Source:
The occupation period was difficult on Scouting, just as it was on Japanese daily life. The participant patch (usually embroidered or woven) for the first National Scout Rally was printed on paper, because of the financial situation of that time. Period pieces of Scouting memorabilia from that time are rare and highly prized. Japan was re-admitted as a full member of the World Organization of the Scout Movement in 1950, remarkable and unique in the history of nations in which Scouting has been interrupted. Within ten years of World War II, Scout membership had grown to 80,000. In 1957, the first Wood Badge course by that name was held in Japan. In 1959, Japan held the Second Nippon Jamboree, shortly after the conclusion of the 10th World Scout Jamboree in the Philippines.

Modern period
In 1961, Viscount Michiharu Mishima was awarded the Bronze Wolf, awarded by the World Scout Committee for exceptional services to world Scouting. Other recipients from Japan include Hidesaburō Kurushima, chairman of the national board and international commissioner, in 1967, Taizō Ishizaka in 1971, Saburō Matsukata in 1972, Shintarō Negishi in 1975, Akira Watanabe in 1977, Yorihiro Matsudaira in 1981, August S. Narumi in 1984, Ichirō Terao in 1985, and Yoritake Matsudaira in 2012.

In 1971, BSJ hosted three major World Scouting events, the 13th World Scout Jamboree and the 1st World Scout Forum in Shizuoka, and the 23rd World Scout Conference in Tokyo.

After the 13th World Scout Jamboree in 1971, there was discussion about the national association's name. The word "Japan" is not Japanese, rather based on a southern Chinese dialect, which Marco Polo heard as "Zippang", eventually becoming "Japan" in English. The Japanese corrected the association's name to match their own language, as "Boy Scouts of Nippon" in 1971.

Since 1974, SAJ has every year invited some 45 Scouts from Scout associations in the Asia-Pacific Region to take part in major international events such as Jamborees, Ventures, Agoonorees and Rover Scouting events.

In 1995, Japanese Scouting became coeducational and, after that point, to use "Boy Scout" would strictly be incorrect. Further it was decided that the proper national name "Nippon" was not well known worldwide. Japanese Scouting once again changed its national association's name in English to the "Scout Association of Japan" (SAJ). However, there is contradiction in the original charter, that Boy Scouts of Japan (or Nippon) is still used in the writing of the Japanese language Scout Constitution. Therefore, it was decided that the official name is to be in the Japanese language, and the English expression is for the convenience and benefit of overseas Scouts to connect with Japanese Scouting.

Tasks to carry out:
- A) In the passage on Scouting in Japan, what year did Japan regain full membership in the World Organization of the Scout Movement?
- B) Carry on the passage on Scouting in Japan from its last sentence.

Supplied material:
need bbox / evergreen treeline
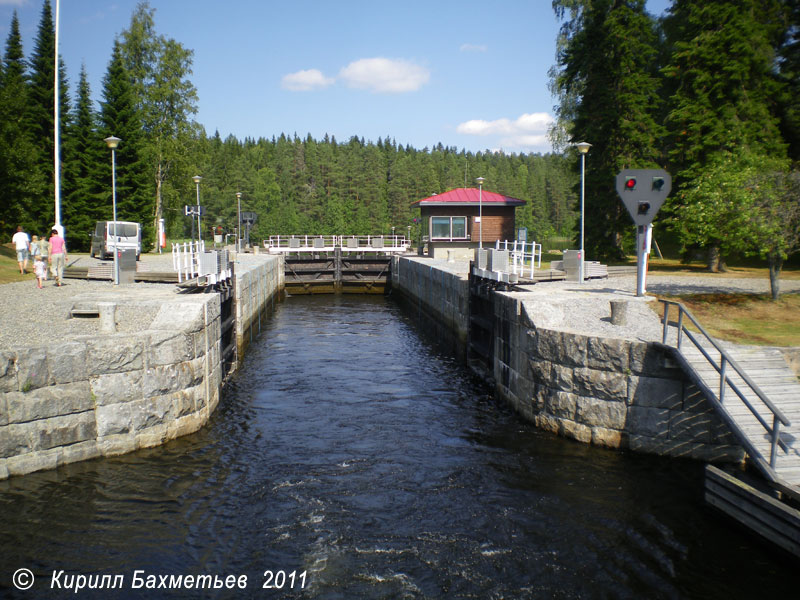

Task-by-task answers:
- A) 1950

- B)
SAJ celebrated its 75th Anniversary of founding of the National Scout Association in 1997 and hosted the second Asia-Pacific Regional Top Leaders' Summit Conference in Gotemba and Tokyo.

Scouting in Japan has grown steadily and established an eminent place for itself in social education for young people. The aim of the Scout Association of Japan is to help young people become responsible humanitarian citizens, who can appreciate and practice loyalty, courage and self-respect in an international perspective. With the support of volunteer leaders, the Scout movement in Japan provides fun-filled, challenging programs, with an emphasis on developing each young person's character, health, abilities and sense of service to others.

The Scout Association of Japan is a non-political, voluntary movement, with open subscription. The geographic structure of Japanese Scouting is the council, generally conforming to prefecture boundaries. Japanese Scouting also exists abroad, in communities with large native Japanese populations, such as Amsterdam (Netherlands) and Singapore.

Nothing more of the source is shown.